Text to read
---+---

These ideas on tax morale have several important implications for the effectiveness of deterrence. The first two are mainly of theoretical interest: changing the level of tax enforcement might eliminate the existence of one (out of several) possible equilibrium. Hence, minor changes in the enforcement policy could, in principle, produce large shifts in compliance behavior. Related to this point, one can think more generally about the interaction of the formal, legal and informal, private enforcement of compliance: if stricter tax enforcement is an expression of the societies’ weight attached to compliance with this rule (an idea from expressive law), it might also crowd-in stronger psychic or social cost from tax evasion. Similar as with the private versus public provision of public goods, however, there might also be scope for crowding-out (Kube and Traxler 2011).

---+---

To-do list
a. In the passage on tax morale and deterrence, render this sentence in Spanish: "Hence, minor changes in the enforcement policy could, in principle, produce large shifts in compliance behavior."
b. Pick up the passage on tax morale and deterrence after its final sentence and write the next few sentences.

---+---

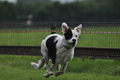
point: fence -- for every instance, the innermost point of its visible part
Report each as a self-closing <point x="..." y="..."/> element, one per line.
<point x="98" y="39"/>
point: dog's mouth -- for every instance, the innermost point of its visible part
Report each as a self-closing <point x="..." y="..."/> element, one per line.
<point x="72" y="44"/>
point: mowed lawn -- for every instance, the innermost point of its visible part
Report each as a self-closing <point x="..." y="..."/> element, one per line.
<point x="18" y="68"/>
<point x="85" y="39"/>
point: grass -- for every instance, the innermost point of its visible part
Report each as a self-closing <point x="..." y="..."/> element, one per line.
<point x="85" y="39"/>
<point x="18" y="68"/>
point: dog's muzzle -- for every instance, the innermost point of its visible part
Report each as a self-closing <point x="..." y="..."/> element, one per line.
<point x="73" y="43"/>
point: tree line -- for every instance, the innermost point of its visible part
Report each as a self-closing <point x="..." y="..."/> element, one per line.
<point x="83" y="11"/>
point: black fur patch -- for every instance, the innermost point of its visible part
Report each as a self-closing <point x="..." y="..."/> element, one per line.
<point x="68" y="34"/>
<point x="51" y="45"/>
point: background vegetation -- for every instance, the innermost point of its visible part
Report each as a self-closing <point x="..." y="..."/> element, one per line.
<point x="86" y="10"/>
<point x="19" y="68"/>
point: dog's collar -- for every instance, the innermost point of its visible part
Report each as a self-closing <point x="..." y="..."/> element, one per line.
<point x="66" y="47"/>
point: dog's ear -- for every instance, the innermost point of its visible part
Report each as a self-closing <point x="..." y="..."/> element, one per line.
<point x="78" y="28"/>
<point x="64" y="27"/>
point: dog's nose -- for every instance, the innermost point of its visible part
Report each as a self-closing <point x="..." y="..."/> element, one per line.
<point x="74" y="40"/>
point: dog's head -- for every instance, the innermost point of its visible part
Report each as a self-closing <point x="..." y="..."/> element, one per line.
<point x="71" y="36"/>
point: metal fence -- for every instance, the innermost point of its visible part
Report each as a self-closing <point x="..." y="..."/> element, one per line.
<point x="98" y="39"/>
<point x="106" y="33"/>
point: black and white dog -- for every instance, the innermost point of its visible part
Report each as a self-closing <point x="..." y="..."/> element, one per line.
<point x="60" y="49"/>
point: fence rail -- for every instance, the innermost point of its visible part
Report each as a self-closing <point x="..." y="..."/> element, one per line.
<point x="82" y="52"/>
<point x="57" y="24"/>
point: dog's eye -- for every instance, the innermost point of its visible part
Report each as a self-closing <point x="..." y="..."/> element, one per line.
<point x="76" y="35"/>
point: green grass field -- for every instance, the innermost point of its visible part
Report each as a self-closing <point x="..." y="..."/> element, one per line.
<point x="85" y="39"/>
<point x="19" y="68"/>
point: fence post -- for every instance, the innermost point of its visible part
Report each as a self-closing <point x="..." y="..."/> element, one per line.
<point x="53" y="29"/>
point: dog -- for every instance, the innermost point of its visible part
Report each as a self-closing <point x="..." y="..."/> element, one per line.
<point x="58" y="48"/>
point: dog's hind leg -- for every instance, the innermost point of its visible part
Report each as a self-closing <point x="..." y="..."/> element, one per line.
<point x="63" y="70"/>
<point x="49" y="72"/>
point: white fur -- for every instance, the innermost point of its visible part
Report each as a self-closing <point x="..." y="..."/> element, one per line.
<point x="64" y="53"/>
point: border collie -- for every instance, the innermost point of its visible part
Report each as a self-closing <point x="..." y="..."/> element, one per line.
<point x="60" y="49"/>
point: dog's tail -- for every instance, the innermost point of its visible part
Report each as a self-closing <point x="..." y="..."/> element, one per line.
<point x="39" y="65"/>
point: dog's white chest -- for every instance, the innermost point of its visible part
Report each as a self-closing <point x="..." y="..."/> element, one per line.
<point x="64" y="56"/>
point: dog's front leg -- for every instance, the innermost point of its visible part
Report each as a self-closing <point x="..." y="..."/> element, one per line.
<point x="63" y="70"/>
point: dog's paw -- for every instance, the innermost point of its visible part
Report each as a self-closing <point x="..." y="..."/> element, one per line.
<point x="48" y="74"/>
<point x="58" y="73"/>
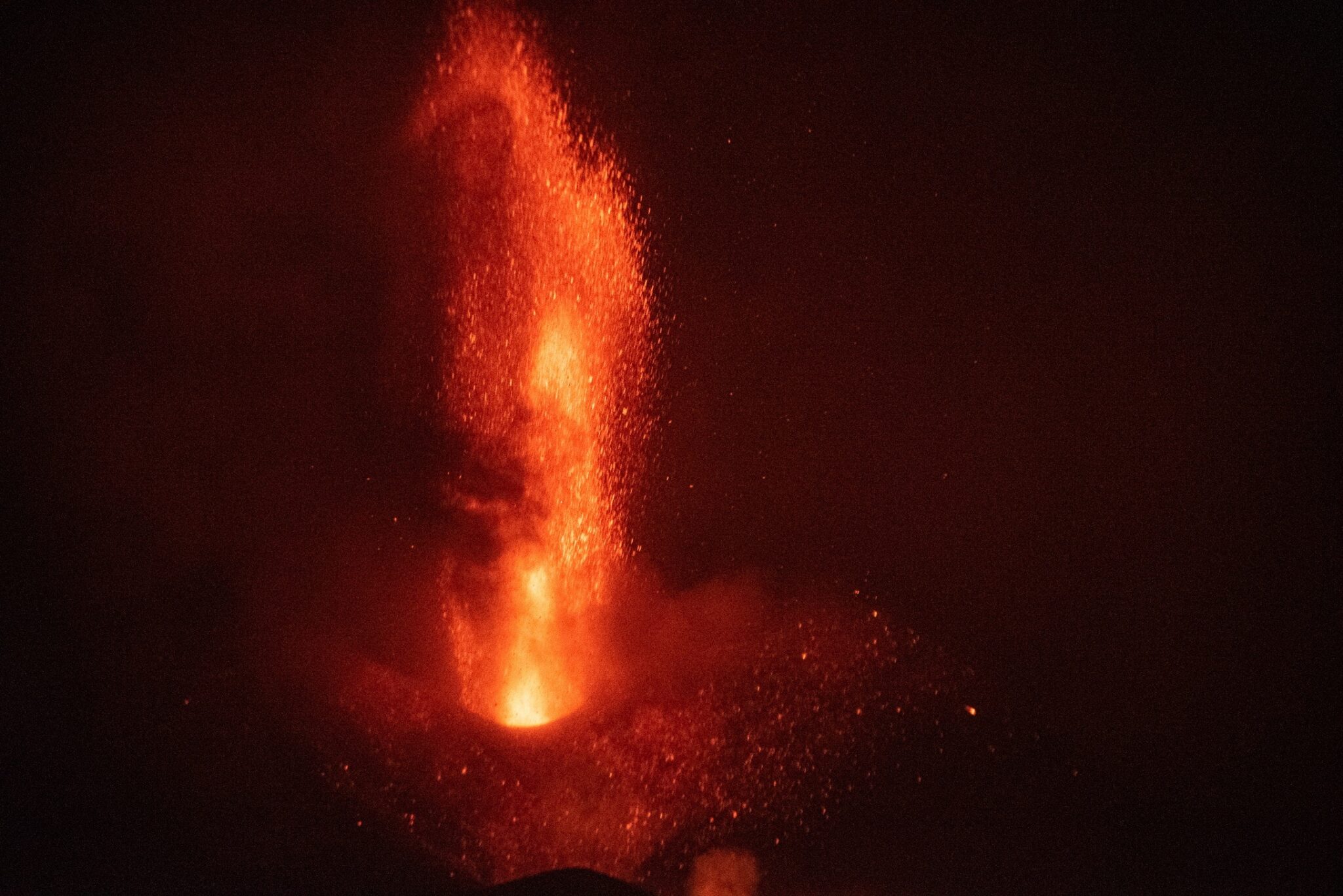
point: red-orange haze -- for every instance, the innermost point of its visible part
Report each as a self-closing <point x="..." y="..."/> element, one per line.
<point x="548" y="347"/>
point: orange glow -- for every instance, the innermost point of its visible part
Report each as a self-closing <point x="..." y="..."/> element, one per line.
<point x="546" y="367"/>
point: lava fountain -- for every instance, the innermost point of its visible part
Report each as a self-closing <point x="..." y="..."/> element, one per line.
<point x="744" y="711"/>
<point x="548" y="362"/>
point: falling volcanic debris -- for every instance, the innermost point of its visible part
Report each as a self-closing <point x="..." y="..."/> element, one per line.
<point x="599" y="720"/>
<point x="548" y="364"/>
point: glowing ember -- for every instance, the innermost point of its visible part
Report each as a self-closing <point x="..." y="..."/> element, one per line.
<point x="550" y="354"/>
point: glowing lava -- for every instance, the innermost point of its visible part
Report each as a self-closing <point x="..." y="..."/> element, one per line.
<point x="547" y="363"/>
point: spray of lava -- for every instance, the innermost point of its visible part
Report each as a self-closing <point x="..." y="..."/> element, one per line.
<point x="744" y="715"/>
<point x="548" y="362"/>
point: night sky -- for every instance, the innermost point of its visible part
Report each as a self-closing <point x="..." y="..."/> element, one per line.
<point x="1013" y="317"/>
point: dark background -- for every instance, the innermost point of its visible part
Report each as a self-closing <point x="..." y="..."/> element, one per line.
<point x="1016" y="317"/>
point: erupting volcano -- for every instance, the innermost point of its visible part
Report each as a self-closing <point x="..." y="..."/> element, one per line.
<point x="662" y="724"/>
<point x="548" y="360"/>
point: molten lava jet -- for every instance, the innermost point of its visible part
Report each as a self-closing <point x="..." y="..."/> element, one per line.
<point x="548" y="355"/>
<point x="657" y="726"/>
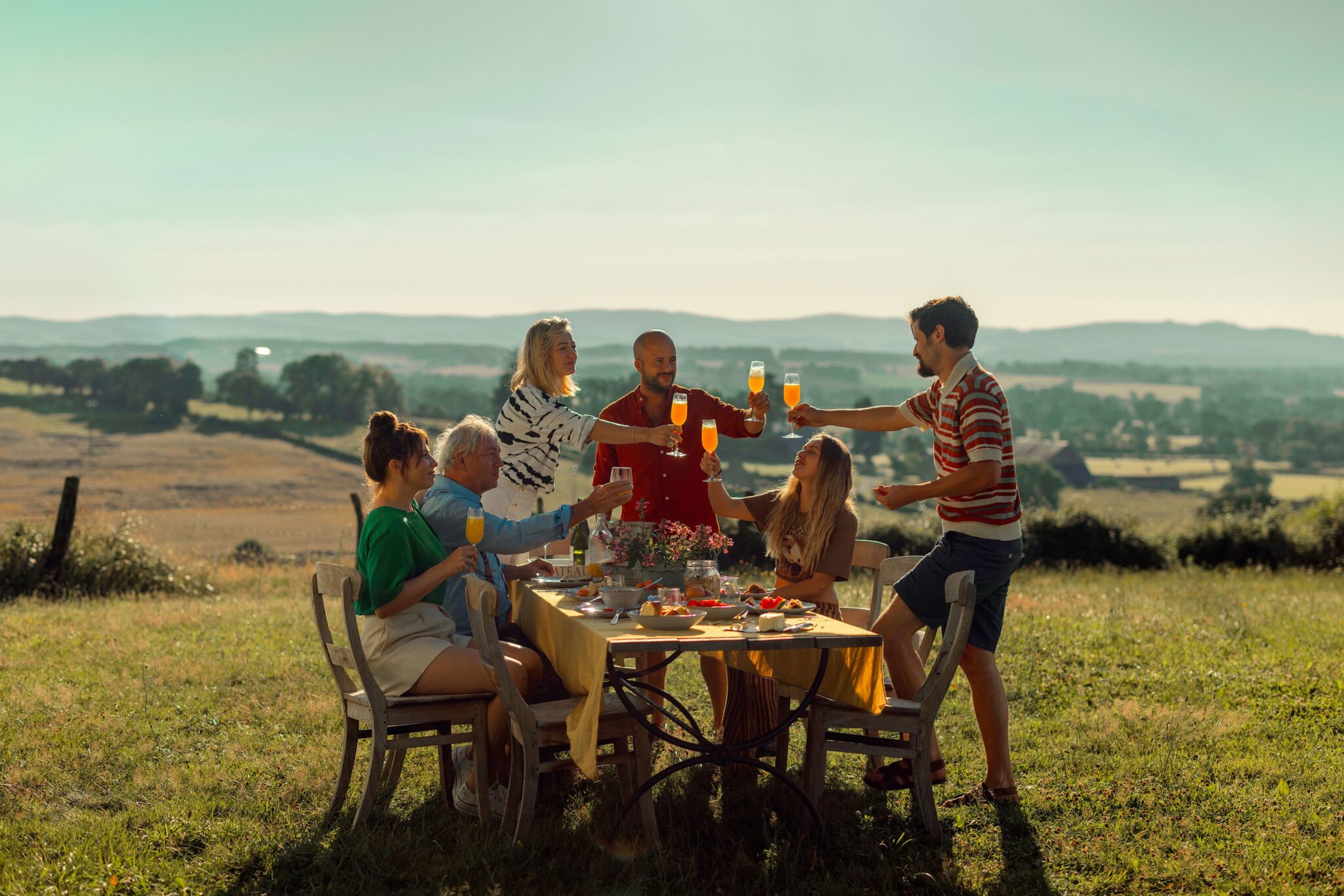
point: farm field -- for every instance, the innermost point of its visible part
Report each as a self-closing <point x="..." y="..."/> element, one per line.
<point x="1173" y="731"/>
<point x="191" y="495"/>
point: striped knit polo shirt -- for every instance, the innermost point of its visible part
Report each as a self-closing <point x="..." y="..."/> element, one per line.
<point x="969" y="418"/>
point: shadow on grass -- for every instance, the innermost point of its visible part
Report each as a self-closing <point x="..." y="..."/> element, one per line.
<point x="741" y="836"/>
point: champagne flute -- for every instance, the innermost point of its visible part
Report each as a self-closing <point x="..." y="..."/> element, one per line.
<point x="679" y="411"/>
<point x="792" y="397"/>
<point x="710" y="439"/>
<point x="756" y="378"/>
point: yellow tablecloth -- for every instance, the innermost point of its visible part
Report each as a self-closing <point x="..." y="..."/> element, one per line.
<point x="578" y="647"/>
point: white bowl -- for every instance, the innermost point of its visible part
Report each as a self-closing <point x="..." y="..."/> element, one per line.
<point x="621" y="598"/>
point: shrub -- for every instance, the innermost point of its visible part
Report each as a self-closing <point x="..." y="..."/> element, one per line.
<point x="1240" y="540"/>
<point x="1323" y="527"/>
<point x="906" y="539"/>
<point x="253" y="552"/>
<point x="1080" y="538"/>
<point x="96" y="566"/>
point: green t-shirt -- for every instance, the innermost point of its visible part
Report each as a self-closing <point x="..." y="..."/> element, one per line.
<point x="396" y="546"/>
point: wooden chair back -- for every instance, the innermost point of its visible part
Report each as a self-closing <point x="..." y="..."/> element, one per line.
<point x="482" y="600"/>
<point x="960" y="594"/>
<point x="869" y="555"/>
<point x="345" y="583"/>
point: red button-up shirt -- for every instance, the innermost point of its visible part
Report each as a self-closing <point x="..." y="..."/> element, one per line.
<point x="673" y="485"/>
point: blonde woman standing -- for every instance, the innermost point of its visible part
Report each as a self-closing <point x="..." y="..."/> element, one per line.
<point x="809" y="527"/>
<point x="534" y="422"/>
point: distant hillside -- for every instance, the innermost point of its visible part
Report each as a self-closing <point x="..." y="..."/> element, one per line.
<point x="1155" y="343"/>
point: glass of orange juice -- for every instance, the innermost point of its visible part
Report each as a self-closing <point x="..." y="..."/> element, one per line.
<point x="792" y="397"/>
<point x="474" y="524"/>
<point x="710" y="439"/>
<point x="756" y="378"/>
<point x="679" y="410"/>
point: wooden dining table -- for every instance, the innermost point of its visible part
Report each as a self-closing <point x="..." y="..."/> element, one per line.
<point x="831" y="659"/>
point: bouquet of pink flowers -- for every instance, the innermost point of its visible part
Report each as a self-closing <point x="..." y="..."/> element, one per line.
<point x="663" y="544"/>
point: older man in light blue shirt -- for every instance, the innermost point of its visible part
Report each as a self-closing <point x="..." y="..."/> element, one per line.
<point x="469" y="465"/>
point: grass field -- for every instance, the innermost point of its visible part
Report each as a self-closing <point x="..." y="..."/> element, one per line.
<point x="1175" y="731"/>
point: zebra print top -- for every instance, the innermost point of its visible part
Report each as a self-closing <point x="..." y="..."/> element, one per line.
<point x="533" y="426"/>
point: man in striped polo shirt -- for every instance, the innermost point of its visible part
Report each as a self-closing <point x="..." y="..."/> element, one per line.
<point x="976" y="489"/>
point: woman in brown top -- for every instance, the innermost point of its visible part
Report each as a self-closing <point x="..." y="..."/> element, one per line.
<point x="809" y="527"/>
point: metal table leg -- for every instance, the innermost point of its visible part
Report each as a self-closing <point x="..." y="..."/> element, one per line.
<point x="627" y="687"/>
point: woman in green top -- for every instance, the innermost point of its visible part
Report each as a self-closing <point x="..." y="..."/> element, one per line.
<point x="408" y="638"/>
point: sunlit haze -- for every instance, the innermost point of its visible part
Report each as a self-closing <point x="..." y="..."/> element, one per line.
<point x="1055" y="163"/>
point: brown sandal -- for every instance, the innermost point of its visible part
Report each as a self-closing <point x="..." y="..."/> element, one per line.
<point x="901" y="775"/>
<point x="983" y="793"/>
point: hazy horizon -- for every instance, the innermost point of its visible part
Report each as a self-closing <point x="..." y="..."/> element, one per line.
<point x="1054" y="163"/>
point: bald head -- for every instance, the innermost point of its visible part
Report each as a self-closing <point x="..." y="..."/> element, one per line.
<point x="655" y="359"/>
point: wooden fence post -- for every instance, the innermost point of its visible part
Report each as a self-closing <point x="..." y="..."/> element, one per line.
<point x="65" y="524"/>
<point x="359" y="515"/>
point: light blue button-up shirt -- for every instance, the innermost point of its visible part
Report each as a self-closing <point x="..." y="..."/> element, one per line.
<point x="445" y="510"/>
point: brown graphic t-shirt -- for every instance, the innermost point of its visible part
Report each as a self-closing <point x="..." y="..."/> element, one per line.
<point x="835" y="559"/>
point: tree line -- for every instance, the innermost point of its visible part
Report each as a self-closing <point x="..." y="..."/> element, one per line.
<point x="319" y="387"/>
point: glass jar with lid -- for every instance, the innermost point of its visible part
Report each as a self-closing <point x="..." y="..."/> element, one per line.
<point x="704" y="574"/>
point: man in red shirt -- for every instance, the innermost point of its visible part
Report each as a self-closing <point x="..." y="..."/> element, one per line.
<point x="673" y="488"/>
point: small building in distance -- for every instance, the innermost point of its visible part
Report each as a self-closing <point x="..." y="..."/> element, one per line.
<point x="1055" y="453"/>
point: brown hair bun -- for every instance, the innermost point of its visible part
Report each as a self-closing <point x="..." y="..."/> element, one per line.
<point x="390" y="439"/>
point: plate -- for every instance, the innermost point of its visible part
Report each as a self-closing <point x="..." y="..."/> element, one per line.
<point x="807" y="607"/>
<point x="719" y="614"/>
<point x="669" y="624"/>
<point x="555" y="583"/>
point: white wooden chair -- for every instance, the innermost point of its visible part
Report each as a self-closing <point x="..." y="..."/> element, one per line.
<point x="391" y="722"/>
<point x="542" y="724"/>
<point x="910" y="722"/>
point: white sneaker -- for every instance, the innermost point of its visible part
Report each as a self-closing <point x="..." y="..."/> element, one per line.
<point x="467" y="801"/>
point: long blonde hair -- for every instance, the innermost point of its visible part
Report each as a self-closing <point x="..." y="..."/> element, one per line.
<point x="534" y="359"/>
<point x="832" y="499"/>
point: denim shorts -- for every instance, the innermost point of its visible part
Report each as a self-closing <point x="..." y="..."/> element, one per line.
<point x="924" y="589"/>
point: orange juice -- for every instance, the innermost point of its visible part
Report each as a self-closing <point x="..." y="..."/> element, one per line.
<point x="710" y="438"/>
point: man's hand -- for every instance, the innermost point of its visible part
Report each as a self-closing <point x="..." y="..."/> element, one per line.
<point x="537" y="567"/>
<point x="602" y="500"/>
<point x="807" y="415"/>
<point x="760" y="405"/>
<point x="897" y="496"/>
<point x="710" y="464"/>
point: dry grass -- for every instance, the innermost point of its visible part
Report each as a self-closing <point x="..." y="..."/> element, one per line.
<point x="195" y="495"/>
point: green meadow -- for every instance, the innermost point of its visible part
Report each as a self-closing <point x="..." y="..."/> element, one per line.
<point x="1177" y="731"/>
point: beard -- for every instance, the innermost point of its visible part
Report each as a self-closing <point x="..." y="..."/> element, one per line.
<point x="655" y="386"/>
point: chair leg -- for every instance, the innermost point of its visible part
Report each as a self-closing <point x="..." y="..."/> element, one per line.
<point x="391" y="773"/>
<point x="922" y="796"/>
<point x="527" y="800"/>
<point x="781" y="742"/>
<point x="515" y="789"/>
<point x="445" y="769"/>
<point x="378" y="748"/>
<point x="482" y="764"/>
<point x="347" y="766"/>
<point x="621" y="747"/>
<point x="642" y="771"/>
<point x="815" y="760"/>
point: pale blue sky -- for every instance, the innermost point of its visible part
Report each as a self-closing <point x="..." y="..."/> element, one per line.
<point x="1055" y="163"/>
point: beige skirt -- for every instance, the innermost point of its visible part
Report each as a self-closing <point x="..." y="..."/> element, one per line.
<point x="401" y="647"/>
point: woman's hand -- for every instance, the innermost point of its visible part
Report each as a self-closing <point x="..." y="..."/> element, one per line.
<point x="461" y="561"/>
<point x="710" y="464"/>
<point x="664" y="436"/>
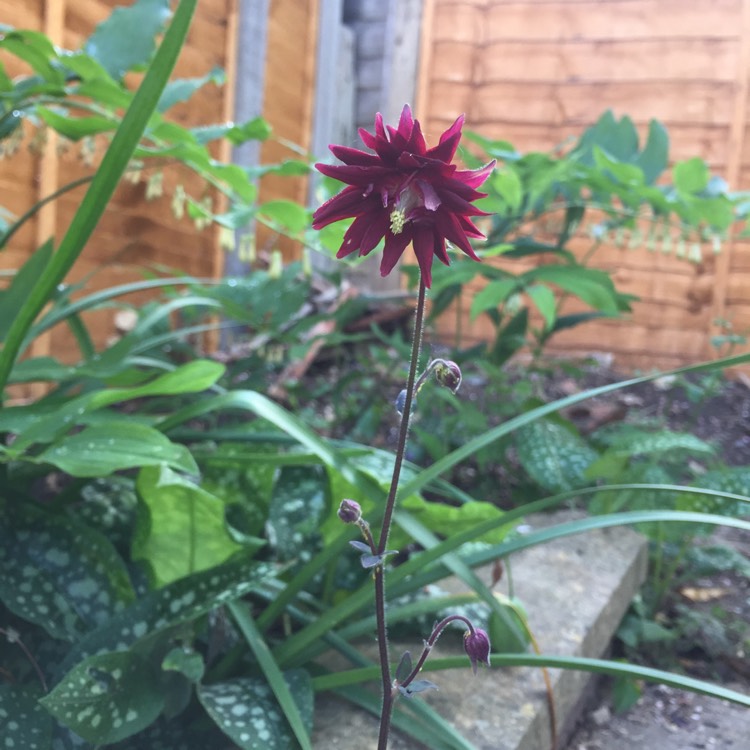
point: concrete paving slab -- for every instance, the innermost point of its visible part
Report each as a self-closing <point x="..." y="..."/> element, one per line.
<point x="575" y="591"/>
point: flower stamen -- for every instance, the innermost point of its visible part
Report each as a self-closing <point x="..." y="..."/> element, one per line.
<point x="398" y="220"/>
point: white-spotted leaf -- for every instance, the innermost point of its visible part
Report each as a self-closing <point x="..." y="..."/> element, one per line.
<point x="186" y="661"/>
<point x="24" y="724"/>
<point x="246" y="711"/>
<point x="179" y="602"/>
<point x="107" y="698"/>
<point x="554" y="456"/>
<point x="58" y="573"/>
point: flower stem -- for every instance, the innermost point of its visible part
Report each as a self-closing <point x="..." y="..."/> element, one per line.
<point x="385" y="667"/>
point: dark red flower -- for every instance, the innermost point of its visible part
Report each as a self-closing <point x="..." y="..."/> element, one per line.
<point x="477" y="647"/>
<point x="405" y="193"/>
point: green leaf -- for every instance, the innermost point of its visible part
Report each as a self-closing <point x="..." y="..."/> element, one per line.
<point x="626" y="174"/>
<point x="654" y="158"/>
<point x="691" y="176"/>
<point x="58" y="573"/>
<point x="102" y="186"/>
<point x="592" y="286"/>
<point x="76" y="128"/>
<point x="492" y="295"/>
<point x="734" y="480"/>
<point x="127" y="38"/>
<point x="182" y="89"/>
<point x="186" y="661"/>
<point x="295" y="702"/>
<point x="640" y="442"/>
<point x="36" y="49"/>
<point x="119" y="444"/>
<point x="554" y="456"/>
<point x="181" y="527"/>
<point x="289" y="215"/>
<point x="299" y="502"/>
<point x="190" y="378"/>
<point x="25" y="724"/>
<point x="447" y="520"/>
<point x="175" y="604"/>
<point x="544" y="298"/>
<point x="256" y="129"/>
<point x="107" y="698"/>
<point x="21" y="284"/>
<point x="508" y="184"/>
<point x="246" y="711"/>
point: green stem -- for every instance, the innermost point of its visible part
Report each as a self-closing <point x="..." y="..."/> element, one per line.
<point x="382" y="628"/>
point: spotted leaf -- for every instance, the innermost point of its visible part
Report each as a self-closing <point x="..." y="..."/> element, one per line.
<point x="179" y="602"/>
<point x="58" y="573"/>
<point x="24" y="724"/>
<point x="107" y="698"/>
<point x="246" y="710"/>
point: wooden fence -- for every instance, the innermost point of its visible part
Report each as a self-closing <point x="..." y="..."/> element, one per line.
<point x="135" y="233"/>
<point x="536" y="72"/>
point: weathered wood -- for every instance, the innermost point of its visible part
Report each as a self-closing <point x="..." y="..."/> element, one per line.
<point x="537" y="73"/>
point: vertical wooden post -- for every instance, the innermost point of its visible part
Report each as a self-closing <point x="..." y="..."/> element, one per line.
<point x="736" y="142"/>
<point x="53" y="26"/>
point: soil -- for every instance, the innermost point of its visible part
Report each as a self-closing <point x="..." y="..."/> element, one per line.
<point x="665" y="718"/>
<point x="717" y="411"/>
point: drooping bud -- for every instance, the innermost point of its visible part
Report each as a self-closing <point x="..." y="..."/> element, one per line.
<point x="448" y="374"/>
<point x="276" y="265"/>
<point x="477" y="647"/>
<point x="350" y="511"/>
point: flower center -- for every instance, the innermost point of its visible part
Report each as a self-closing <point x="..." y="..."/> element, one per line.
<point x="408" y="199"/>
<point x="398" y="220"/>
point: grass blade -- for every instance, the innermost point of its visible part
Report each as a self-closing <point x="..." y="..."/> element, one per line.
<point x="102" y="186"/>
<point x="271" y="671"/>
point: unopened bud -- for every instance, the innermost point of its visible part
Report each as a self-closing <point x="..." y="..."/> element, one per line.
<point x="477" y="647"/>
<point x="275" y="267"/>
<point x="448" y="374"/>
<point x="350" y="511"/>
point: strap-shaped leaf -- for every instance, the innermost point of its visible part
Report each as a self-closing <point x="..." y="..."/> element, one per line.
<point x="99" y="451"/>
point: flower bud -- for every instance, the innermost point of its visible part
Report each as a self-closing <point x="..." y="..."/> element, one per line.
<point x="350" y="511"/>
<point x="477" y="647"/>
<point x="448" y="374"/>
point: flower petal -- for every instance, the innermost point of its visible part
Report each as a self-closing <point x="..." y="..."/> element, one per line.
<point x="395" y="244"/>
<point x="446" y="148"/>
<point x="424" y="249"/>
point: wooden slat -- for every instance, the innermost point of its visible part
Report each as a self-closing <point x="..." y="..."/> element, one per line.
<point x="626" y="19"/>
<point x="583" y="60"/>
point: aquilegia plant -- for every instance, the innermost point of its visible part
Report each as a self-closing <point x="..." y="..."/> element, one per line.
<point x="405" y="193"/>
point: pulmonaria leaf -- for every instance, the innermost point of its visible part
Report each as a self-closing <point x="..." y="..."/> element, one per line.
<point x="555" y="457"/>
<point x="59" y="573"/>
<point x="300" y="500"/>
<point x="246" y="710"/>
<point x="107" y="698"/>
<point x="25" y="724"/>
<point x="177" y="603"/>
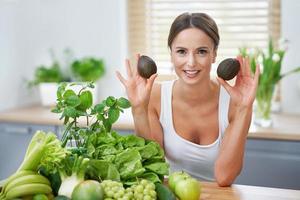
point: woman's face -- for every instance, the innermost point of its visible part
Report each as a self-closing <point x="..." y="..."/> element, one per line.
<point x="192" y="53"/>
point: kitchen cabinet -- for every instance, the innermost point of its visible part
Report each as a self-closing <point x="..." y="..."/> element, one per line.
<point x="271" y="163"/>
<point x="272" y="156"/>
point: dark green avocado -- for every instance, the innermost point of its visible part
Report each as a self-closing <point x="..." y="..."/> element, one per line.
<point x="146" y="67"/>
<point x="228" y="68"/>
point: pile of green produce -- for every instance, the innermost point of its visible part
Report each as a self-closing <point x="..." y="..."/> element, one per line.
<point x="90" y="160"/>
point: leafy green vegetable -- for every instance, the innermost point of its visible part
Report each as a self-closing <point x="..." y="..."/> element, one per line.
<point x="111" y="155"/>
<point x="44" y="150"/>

---+---

Results
a. Por consiguiente, pequeños cambios en la política de fiscalización podrían, en principio, provocar grandes variaciones en el comportamiento de cumplimiento.

b.
A third implication relates to the notion of the “relevant others.” If the most relevant others (in terms of shaping perceptions about tax morale) are, for instance, politicians or high-profile members of the business world, the models highlight potential benefits from focusing enforcement policies on these groups: Enforcing a high level of compliance in a narrow group might contribute to a high tax morale among a broader population (Traxler 2010). Hence, there might be a positive spillover from deterrence. One should note, however, that stricter tax enforcement among these specific groups could also backfire. This is the case, since media reporting on detected evaders from moral reference groups could erode the tax morale in the general population.

A further interesting implication for deterrence is contained in models that consider tax morale and stigmatization (e.g., Kim 2003). These studies assume that stigma-related costs are only incurred in case of detection. Given that taxpayers want to avoid stigmatization and any further negative social consequence from being known a detected evader (e.g., ostracism, social exclusion), the fear of stigmatization will increase the overall level of (economic and noneconomic) punishment and therefore renders an increase in the auditing frequency more effective. Relating the idea of stigmatization to the previous point, one might argue that the costs from stigmatization crucially depend on how many other taxpayers are detected evading. If stigmatization is more severe in a society where evasion is a rare phenomenon, this means that the deterrent effect from an increase in auditing is larger as compared to a society where evasion is widespread.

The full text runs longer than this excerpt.